- EXTRACT PROVIDED:
THe category of homological complexes is abelian

If C is an abelian category, then HomologicalComplex C c is an abelian category for any complex shape c : ComplexShape ι.

We also obtain that a short complex in HomologicalComplex C c is exact (resp. short exact) iff degreewise it is so.

instance HomologicalComplex.instIsNormalEpiCategory {C : Type u_1} {ι : Type u_2} {c : ComplexShape ι} [CategoryTheory.Category.{u_3, u_1} C] [CategoryTheory.Abelian C] : CategoryTheory.IsNormalEpiCategory (HomologicalComplex C c)

- WHAT TO WORK ON:
a. In the page on homological complexes, recast the paragraph starting "If C is an abelian category" as a short list that keeps its main facts.
b. Pick up the page on homological complexes after its final line and write the part that comes next.
The material after this point stands apart from the page on homological complexes.

- DATA SEGMENT:
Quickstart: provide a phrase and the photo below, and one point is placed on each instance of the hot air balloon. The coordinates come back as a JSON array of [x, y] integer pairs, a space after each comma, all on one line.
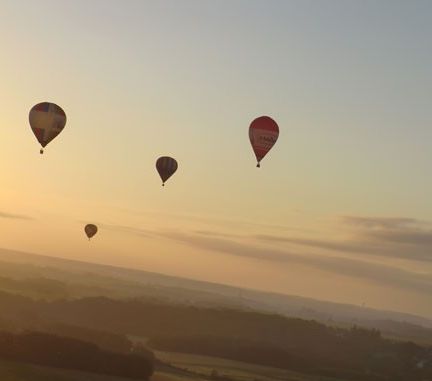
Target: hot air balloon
[[166, 166], [90, 230], [47, 120], [263, 133]]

- THE ANSWERS:
a.
- Assumption: C is an abelian category.
- Conclusion: HomologicalComplex C c is also an abelian category.
- Scope: this holds for any complex shape c : ComplexShape ι.

b.
instance HomologicalComplex.instIsNormalMonoCategory {C : Type u_1} {ι : Type u_2} {c : ComplexShape ι} [CategoryTheory.Category.{u_3, u_1} C] [CategoryTheory.Abelian C] : CategoryTheory.IsNormalMonoCategory (HomologicalComplex C c)

noncomputable instance HomologicalComplex.instAbelian {C : Type u_1} {ι : Type u_2} {c : ComplexShape ι} [CategoryTheory.Category.{u_3, u_1} C] [CategoryTheory.Abelian C] : CategoryTheory.Abelian (HomologicalComplex C c)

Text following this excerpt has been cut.